| What you will do |
Starting at the line that contains "arm in this photo." and ending at the last of the entries, change "innermost" to "central" and write those lines out again with everything else left as it is.

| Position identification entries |
________________
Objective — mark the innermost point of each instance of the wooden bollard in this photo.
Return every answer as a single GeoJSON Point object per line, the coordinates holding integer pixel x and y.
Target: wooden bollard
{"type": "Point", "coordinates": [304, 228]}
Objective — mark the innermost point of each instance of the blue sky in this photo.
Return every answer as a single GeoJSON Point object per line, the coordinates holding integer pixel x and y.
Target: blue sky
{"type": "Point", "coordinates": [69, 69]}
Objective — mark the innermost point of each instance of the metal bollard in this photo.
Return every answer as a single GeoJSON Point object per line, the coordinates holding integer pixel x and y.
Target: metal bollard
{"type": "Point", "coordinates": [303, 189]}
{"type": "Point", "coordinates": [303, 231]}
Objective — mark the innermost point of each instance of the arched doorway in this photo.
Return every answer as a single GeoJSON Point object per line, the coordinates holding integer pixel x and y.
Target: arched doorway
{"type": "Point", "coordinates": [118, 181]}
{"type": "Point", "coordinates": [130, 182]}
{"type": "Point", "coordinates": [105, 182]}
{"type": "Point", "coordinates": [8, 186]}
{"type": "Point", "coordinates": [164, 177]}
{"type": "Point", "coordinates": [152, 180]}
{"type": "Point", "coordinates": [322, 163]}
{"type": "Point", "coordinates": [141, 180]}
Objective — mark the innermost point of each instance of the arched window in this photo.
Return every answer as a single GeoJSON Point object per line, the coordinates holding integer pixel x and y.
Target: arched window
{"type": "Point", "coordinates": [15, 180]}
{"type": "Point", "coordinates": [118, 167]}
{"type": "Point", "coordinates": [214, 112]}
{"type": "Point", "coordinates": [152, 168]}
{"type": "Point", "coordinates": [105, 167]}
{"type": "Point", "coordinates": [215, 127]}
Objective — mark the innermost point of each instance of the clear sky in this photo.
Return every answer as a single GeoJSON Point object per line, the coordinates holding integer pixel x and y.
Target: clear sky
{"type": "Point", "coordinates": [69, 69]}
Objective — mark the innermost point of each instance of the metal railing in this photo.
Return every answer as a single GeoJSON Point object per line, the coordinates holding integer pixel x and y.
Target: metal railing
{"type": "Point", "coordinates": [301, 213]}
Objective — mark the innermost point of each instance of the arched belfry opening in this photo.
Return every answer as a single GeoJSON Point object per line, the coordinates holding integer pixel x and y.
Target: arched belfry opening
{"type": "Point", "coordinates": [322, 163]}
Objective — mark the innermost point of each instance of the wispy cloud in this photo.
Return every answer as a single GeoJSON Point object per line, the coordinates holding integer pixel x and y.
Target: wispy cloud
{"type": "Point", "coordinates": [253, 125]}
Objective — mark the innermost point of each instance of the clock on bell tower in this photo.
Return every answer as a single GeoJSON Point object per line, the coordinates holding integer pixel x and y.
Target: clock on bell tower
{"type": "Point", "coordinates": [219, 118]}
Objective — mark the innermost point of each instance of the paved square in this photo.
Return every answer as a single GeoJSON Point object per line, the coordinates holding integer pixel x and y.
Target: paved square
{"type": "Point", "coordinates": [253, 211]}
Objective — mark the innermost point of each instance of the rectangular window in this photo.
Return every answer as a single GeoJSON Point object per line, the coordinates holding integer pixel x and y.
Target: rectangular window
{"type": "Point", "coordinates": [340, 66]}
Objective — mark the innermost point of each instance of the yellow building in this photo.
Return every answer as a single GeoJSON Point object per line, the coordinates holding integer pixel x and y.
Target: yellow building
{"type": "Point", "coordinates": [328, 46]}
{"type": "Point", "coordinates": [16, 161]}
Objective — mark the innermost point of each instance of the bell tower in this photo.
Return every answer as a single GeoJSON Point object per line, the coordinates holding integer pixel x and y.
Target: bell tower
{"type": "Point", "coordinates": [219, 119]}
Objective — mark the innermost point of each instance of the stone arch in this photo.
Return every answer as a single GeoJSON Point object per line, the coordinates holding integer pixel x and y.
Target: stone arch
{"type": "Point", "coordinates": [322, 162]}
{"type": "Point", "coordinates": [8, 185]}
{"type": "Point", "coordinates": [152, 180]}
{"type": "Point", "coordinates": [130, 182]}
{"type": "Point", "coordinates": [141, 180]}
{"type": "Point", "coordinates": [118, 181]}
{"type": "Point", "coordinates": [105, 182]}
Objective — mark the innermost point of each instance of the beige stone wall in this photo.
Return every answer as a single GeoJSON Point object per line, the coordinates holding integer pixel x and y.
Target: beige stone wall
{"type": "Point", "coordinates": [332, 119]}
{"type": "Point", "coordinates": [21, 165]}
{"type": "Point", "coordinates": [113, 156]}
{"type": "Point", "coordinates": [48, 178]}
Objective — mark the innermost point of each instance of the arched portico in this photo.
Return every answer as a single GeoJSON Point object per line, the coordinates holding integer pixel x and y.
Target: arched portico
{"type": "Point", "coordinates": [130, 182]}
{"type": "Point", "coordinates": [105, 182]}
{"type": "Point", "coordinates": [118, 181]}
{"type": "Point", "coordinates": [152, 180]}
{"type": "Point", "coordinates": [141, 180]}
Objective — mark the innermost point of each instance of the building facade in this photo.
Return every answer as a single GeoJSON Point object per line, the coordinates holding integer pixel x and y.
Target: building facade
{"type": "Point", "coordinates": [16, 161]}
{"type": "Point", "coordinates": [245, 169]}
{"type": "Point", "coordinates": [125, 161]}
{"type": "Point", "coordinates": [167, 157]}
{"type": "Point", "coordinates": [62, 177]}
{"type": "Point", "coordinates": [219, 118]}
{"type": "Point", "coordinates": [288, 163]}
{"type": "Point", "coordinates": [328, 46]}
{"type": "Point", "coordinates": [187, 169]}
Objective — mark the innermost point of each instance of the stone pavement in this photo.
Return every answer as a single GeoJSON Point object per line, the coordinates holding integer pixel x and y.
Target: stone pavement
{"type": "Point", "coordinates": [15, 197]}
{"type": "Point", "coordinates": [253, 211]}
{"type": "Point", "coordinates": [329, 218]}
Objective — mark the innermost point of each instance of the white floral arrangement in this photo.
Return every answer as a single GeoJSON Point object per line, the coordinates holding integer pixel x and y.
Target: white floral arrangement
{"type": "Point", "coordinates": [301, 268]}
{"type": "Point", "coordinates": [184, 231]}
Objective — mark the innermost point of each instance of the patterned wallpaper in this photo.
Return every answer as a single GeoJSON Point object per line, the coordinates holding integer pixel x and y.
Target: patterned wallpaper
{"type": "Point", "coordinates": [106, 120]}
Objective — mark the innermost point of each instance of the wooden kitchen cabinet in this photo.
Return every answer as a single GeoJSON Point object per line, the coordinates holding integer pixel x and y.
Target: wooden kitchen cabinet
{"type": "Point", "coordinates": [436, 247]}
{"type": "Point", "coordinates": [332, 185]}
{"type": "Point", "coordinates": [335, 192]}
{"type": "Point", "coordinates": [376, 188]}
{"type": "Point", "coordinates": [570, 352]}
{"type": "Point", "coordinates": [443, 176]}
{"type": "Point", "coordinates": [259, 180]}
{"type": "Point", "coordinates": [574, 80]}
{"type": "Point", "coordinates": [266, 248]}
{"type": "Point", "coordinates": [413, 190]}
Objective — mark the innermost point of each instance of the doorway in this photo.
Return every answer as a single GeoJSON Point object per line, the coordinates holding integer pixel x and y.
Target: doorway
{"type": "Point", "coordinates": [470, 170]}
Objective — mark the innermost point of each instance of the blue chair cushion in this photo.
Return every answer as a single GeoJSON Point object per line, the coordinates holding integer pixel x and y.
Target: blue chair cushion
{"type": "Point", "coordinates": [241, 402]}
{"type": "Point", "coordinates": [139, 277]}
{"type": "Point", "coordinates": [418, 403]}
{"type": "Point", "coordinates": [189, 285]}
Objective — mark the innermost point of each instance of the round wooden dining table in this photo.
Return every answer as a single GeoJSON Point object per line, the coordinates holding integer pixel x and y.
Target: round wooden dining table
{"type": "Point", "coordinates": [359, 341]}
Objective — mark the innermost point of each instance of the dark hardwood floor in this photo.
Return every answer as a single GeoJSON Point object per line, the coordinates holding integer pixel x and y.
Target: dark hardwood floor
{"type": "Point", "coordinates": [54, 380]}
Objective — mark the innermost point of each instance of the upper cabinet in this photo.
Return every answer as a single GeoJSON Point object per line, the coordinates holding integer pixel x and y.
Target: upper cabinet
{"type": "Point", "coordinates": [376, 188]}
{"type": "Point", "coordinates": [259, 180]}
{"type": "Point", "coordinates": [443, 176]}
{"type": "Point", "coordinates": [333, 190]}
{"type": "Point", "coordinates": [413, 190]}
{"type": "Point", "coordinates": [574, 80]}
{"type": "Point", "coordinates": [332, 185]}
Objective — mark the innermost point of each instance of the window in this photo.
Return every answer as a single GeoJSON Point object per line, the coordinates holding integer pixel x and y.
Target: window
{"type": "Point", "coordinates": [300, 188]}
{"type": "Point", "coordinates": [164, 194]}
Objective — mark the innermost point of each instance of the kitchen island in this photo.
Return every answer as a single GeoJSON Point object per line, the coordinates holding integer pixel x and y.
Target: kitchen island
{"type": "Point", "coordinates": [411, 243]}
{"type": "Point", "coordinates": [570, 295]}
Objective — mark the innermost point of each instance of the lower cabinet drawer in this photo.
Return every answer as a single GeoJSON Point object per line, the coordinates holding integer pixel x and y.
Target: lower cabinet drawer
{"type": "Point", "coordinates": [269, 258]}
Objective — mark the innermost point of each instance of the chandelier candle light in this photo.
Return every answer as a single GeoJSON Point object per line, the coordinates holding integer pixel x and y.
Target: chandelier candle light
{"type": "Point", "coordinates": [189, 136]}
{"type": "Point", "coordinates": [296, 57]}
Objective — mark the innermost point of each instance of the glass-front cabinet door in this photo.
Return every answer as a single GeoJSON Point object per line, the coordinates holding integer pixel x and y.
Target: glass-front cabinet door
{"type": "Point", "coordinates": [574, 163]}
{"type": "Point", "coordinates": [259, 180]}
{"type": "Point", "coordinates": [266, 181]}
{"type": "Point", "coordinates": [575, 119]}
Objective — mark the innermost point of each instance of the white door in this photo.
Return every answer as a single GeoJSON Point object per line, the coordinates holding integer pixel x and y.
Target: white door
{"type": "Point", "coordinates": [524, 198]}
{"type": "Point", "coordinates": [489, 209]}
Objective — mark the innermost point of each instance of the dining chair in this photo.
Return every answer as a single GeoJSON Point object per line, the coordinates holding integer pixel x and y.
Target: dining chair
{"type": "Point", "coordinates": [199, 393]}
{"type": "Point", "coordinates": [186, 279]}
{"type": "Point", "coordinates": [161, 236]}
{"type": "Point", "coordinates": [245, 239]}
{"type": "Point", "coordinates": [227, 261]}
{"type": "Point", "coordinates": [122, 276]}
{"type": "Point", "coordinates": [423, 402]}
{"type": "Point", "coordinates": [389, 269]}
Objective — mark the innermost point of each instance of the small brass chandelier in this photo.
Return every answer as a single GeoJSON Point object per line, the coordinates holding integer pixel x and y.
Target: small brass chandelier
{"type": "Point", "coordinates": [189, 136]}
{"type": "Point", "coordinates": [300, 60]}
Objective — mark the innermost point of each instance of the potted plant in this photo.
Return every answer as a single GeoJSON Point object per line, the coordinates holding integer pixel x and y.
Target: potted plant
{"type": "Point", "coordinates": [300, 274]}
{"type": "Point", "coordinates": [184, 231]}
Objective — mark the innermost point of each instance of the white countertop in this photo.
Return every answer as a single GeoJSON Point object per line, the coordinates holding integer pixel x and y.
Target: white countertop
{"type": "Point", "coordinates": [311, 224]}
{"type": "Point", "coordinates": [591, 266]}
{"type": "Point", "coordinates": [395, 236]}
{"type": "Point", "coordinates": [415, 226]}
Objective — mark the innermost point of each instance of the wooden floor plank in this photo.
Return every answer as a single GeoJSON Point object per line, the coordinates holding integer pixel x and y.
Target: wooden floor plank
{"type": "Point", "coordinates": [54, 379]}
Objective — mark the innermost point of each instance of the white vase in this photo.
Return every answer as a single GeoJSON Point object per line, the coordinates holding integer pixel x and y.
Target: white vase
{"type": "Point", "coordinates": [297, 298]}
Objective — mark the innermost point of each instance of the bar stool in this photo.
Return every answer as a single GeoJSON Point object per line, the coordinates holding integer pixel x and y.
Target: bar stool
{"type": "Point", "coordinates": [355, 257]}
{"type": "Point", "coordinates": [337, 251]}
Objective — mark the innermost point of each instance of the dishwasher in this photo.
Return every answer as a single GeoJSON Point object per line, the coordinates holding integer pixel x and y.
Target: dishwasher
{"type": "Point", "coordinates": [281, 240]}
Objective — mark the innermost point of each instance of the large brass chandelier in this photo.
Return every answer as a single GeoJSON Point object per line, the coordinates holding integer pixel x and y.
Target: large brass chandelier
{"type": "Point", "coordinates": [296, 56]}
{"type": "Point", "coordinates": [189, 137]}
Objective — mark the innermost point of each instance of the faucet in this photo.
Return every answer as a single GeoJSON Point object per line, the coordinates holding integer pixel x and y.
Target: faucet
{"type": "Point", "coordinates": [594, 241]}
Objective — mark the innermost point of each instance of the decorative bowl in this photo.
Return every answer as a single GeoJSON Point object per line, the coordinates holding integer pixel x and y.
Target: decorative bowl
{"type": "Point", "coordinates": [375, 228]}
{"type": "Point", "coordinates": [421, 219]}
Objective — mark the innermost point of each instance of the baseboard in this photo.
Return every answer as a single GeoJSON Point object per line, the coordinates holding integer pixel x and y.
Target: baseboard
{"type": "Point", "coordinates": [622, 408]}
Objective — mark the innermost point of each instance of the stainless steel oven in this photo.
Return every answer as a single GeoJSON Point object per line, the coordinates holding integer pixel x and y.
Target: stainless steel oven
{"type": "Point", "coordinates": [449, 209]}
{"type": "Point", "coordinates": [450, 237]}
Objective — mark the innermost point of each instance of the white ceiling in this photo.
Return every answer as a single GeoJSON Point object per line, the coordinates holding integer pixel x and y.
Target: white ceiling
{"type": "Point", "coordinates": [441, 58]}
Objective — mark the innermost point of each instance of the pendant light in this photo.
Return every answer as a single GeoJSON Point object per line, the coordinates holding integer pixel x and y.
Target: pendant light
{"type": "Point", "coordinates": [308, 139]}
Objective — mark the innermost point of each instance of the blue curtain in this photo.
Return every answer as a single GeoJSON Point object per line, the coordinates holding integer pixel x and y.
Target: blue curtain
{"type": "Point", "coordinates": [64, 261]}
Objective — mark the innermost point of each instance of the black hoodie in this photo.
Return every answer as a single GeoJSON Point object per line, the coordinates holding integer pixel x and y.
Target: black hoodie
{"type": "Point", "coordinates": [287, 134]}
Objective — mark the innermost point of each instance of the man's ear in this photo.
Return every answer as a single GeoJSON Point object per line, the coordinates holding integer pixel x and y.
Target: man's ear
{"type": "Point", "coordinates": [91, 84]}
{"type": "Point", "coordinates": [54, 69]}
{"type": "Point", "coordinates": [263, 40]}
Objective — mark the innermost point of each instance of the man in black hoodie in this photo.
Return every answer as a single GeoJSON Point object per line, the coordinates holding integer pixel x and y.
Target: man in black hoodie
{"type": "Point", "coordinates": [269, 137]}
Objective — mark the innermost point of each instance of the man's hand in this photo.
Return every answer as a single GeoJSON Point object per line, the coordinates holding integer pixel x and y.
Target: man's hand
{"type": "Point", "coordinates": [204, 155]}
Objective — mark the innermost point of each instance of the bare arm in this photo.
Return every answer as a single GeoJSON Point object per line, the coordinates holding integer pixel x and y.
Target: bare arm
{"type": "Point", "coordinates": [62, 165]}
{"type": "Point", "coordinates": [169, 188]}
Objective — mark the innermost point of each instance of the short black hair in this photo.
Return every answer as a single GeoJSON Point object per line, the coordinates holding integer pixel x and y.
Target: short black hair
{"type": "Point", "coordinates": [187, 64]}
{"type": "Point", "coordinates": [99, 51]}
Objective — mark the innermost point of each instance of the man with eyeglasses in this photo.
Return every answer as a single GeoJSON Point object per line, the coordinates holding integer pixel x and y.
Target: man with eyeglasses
________________
| Answer below |
Objective — mark the central point of each instance of the bare arm in this photo.
Return every answer as a single GeoJSON Point object per line, the coordinates holding integer pixel x and y.
Target: bare arm
{"type": "Point", "coordinates": [62, 165]}
{"type": "Point", "coordinates": [169, 188]}
Objective — mark the central point of each instance of the short black hair in this photo.
Return every answer as a single GeoJSON Point object per line, the coordinates holding integer pixel x and y.
Target: short black hair
{"type": "Point", "coordinates": [187, 64]}
{"type": "Point", "coordinates": [99, 51]}
Objective — mark the central point of each instance of the man with eyeglasses in this photo.
Return every answer as a single GeoJSON Point object per line, the coordinates holding integer pixel x and y.
Target: man with eyeglasses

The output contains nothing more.